**Exercise A:**
Give the dataset entries from the line containing "For every instance of the wet" through the end of the entries, inclusive, as a numbered list with blank lines left out.

- East end West end
- Coordinates: 38°08′49″S 144°21′11″E﻿ / ﻿38.147°S 144.353°E (East end); 37°44′35″S 142°03′07″E﻿ / ﻿37.743°S 142.052°E (West end);

General information
- Type: Highway
- Length: 229.2 km (142 mi)
- Gazetted: March 1914 (as Main Road) 1959/60 (as State Highway)
- Route number(s): B140 (1998–present)
- Former route number: State Route 106 (1986–1998)

Major junctions
- East end: Portarlington Road Newtown, Geelong
- Princes Highway; Geelong Ring Road; Hopkins Highway;
- West end: Glenelg Highway Hamilton, Victoria

Location(s)
- Major settlements: Fyansford, Cressy, Lismore, Mortlake, Penshurst

Highway system
- Highways in Australia; National Highway • Freeways in Australia; Highways in Victoria;

= Hamilton Highway =

Highway in Victoria

Hamilton Highway is a rural highway through the Barwon South West region of Victoria, Australia, linking Geelong and the town of Hamilton.

==Route==
Hamilton Highway commences at the intersection of Latrobe Terrace and Portarlington Road in Geelong and heads in a westerly direction as a two-lane, single carriageway through Fyansford, crossing the Barwon River and an interchange with Geelong Ring Road, before leaving the Geelong suburbs and continuing west as a rural highway through the localities of Inverleigh, Cressy, Lismore, Mortlake, and Penshurst to eventually terminate at the intersection with Glenelg Highway at the eastern edge of Hamilton. Glenelg Highway continues west across the border with South Australia to Mount Gambier, making Hamilton Highway a popular alternative Melbourne-Mount Gambier route (being roughly 50 km shorter than a corresponding journey via the Victorian coast along Highway 1).

==History==
The passing of the Country Roads Act 1912 through the Parliament of Victoria provided for the establishment of the Country Roads Board and its ability to declare Main Roads, taking responsibility for the management, construction and care of the state's major roads from local municipalities. (Geelong-)Inverleigh Road from Geelong to Inverleigh was declared a Main Road on 16 March 1914, and Cressy-Inverleigh Road from Inverleigh to Cressy was declared a Main Road on 9 June 1925.

The passing of the Highways and Vehicles Act 1924 provided for the declaration of State Highways, roads two-thirds financed by the state government through the Country Roads Board. Hamilton Highway was declared a State Highway in the 1959/60 financial year, from Geelong via Cressy and Mortlake to Hamilton (for a total of 143 miles), subsuming the original declarations of Geelong-Inverleigh Road and Cressy-Inverleigh Road as Main Roads; before this declaration, this road was also referred to as Geelong-Hamilton Road.

Records contained in a dataset:
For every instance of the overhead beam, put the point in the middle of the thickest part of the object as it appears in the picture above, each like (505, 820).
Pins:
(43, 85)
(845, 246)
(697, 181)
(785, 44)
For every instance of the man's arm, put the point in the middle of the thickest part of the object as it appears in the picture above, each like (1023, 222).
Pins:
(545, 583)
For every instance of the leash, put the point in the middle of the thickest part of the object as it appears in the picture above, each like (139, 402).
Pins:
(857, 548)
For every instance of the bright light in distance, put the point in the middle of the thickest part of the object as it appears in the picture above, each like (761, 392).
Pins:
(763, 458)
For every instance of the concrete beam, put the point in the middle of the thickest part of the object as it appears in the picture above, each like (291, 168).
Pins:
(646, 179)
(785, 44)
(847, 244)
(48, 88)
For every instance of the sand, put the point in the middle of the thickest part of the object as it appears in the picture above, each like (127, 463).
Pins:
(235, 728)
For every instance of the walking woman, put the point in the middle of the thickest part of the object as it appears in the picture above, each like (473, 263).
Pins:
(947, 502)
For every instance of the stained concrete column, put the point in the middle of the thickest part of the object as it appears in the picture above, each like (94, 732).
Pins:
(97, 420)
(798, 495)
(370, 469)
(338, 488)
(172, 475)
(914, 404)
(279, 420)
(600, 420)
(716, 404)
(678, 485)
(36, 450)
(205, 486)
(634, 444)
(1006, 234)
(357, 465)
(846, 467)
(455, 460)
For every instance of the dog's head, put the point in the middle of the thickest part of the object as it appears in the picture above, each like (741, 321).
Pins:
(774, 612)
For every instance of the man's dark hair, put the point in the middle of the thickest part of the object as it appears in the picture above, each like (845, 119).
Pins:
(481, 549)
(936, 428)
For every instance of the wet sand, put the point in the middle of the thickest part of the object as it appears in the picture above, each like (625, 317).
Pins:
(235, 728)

**Exercise B:**
According to the Hamilton Highway text, in which financial year was Hamilton Highway declared a State Highway?

**Task solution A:**
1. For every instance of the wet sand, put the point in the middle of the thickest part of the object as it appears in the picture above, each like (625, 317).
2. Pins:
3. (235, 728)

**Task solution B:**
The 1959/60 financial year.